┌─ GIVEN RECORDS

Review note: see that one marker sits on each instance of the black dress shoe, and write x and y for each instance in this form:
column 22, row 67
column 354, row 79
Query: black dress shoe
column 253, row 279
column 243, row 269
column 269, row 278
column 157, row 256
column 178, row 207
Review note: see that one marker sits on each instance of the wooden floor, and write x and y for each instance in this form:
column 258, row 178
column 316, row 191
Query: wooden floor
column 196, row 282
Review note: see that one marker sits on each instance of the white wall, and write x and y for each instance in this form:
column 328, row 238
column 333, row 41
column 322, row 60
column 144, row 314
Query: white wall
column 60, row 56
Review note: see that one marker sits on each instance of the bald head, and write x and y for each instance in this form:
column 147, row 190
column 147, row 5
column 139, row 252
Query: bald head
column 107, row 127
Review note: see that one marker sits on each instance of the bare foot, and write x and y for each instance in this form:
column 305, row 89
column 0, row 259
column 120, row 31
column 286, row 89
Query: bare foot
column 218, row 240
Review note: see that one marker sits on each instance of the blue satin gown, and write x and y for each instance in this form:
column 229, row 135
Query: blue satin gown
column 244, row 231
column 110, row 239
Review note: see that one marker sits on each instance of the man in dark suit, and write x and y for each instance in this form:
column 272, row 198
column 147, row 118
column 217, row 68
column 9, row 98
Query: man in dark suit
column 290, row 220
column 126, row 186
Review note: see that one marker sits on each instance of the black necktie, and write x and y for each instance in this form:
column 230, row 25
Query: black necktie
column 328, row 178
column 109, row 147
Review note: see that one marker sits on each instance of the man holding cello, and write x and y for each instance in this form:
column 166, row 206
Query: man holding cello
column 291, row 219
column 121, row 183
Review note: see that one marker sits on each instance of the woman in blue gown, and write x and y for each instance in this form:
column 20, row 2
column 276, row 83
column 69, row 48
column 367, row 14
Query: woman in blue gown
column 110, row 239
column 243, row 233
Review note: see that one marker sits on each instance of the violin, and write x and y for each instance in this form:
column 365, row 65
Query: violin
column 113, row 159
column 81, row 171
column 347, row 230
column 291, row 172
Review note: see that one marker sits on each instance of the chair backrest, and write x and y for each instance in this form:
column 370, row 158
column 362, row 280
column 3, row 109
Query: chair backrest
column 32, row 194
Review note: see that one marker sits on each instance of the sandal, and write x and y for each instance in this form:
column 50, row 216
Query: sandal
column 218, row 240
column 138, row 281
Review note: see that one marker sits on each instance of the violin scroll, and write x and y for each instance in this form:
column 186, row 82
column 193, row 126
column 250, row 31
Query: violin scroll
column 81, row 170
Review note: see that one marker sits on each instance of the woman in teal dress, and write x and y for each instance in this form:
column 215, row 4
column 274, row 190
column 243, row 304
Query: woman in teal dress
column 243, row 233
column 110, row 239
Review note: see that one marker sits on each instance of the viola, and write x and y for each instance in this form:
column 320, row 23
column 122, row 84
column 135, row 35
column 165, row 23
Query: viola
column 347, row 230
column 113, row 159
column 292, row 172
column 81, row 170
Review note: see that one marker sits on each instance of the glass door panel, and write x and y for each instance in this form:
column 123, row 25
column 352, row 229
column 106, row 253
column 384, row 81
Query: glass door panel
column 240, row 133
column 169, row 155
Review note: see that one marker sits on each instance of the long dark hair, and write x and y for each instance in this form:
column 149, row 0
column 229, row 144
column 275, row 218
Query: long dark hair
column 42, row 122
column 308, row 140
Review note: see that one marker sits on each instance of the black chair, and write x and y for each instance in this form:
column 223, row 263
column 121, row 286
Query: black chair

└─

**WORK REQUIRED**
The reply should consist solely of the lines above from the one that has "column 0, row 259" through the one that has "column 147, row 118", reproduced exactly.

**RESPONSE TO THIS TASK**
column 0, row 259
column 120, row 31
column 286, row 89
Query: bare foot
column 218, row 240
Review note: see that one marker sits on each instance of the blue satin gown, and write x and y for each instance in this form:
column 229, row 135
Query: blue satin gown
column 244, row 231
column 110, row 239
Review note: see that one marker sits on each instance of the man in dark suit, and write x and y for each instance in this form:
column 272, row 198
column 147, row 118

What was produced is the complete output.